■ EXCERPT PROVIDED:
::::::::::

Devlin has been focusing on Victorian Architecture for more than 30 years. There are shows by Harry Devlin at the Morris Museum including a sizable show of children's book illustrations, most of which are in collaboration with his wife, Wende.

Devlin died on November 25, 2001, at the age of 83.

One of his children is artist Alexandra Eldridge, who also became a painter.

==Career==
Devlin started his career primarily in magazine illustration. After the beginning of World War II, he began his active duty in the U.S. Navy as an ensign, where he was assigned to the Identification and Characteristics Office of Naval Intelligence. There he assumed responsibility for all illustrations and technical drawings published in manuals that were used by U.S. fliers to identify enemy planes. He was so proficient that by 1945, he had illustrated all Japanese, German, and Italian aircraft.

Rising to the rank of lieutenant at the end of World War II, Devlin returned to a private life and began a ten-year association with Collier's Weekly. He created editorial cartoons and illustrations for the magazine’s advertisements and articles. Furthermore, his work also appeared in other publications including the Saturday Home Magazine and the New York Daily News. During the McCarthy era, after refusing to design a pro-McCarthy cartoon, he was fired from these publications.

::::::::::

■ GIVEN DATA:
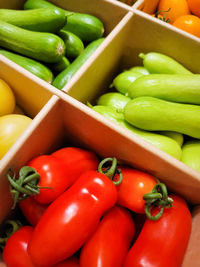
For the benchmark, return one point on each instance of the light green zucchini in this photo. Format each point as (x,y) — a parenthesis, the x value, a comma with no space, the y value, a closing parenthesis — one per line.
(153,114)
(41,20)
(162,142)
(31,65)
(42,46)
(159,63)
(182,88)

::::::::::

■ OBJECTIVE 1: In the Harry Devlin excerpt, what rank did Devlin hold when he began active duty in the U.S. Navy?
■ OBJECTIVE 2: Please condense the paragraph of the Harry Devlin excerpt that begins "Rising to the rank of lieutenant" into a bulleted list that keeps its main facts.

■ FINISHED ANSWER 1: He was an ensign.

■ FINISHED ANSWER 2:
- After reaching the rank of lieutenant by the end of World War II, Devlin returned to private life.
- He began a ten-year association with Collier's Weekly, creating editorial cartoons and illustrations for its advertisements and articles.
- His work also appeared in the Saturday Home Magazine and the New York Daily News.
- During the McCarthy era, he refused to design a pro-McCarthy cartoon and was fired from these publications.